## START Passage shown

← Back to Blog

LoRA from Scratch: Fine-Tuning Without Retraining Everything

The Fine-Tuning Problem

You have a model with 7 billion parameters. It can write poetry, explain physics, and summarize legal documents. But you want it to be really good at one specific thing — say, reviewing code in your company's style. Do you retrain all 7 billion parameters?

The math is brutal. Full fine-tuning means computing and storing a gradient for every single parameter. With Adam (our old friend), that means keeping two extra copies per parameter — the first moment (mean) and the second moment (variance). A 7B model in fp16 occupies 14 GB. Add gradients and Adam states, and you need roughly 60 GB of GPU memory. That's well beyond a single consumer GPU.

And then there's the storage problem. Each fine-tuned variant is a full copy of the model — 14 GB per checkpoint. Deploy ten specialized variants and you're storing 140 GB of weights that are 99.9% identical.

In 2021, Edward Hu and his collaborators at Microsoft asked a crucial question: does fine-tuning really need to touch all those parameters? Their answer was LoRA — Low-Rank Adaptation — and it changed how we think about adapting large models. The core insight is almost absurdly simple: the useful part of a weight update lives in a tiny subspace.

## END Passage shown
## START Records provided

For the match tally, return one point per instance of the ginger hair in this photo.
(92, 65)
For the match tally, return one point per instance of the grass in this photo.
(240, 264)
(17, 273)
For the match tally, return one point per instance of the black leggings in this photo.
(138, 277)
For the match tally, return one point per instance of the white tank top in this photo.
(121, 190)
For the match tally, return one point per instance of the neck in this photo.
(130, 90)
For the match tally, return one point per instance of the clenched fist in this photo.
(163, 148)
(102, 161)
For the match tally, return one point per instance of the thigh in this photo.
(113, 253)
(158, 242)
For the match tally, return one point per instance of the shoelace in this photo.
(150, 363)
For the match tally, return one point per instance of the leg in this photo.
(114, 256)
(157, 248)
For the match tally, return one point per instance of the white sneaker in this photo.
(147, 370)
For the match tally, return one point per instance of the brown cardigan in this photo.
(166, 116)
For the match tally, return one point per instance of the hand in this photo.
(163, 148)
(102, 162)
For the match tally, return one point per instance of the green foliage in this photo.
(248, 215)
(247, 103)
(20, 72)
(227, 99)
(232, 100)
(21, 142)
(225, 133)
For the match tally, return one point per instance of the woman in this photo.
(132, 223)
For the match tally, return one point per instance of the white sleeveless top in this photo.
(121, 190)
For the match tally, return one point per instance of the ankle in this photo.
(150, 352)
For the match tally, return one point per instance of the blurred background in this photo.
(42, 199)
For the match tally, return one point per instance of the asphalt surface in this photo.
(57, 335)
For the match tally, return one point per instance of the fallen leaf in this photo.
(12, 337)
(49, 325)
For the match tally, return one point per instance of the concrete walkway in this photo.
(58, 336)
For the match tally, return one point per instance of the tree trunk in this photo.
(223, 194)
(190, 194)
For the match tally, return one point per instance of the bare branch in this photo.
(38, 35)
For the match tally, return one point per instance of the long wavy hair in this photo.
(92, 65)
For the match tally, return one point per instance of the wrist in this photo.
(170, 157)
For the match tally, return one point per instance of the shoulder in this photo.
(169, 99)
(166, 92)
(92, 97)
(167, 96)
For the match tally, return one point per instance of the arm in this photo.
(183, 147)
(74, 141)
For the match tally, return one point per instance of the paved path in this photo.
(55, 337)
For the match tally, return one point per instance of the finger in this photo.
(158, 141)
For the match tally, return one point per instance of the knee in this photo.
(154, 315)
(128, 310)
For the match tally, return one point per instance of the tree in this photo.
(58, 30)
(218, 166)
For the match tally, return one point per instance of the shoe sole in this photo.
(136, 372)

## END Records provided

> **Aim 1**:
In the LoRA article, how much memory does a 7B model in fp16 occupy?
> **Aim 2**:
Carry on the LoRA article from its last sentence.
The material isn't needed for anything here.

> **Written reply 1**:
14 GB.

> **Written reply 2**:
Let's build it from scratch and see why.

Why Weight Updates Are Low-Rank

Before we write any LoRA code, we need to understand the observation that makes it work. In 2020, Aghajanyan and colleagues showed something striking: you can fine-tune a pre-trained language model by optimizing in a randomly projected subspace of just 200 dimensions and still recover 90% of full fine-tuning performance. Two hundred parameters, out of hundreds of millions.

The intuition is straightforward. A pre-trained model has already learned a rich, general representation of language. Fine-tuning doesn't need to restructure this knowledge — it just needs to nudge the model in a task-specific direction. You don't rebuild a car to add a roof rack. The modification is small relative to the whole.

Mathematically, this means the weight change matrix ΔW = Wfine-tuned − Wpre-trained has most of its energy concentrated in very few singular values. Let's see this with code. We'll create a simulated weight update and decompose it with SVD:

import numpy as np

# Simulate a "weight update" matrix
# Real weight updates tend to be low-rank because fine-tuning
# nudges weights along a few principal directions
np.random.seed(42)
d = 256  # dimension of the weight matrix

# Create a low-rank-ish update: a few strong directions + small noise
# This mimics what happens during real fine-tuning
strong_directions = 8
U_low = np.random.randn(d, strong_directions) * 2.0
V_low = np.random.randn(strong_directions, d) * 2.0
noise = np.random.randn(d, d) * 0.05
delta_W = U_low @ V_low + noise

# SVD decomposition
U, singular_values, Vt = np.linalg.svd(delta_W)

# How much energy does each rank capture?
total_energy = np.sum(singular_values ** 2)
cumulative_energy = np.cumsum(singular_values ** 2) / total_energy

print("Rank | Cumulative Energy | Parameters")
print("-----|-------------------|----------")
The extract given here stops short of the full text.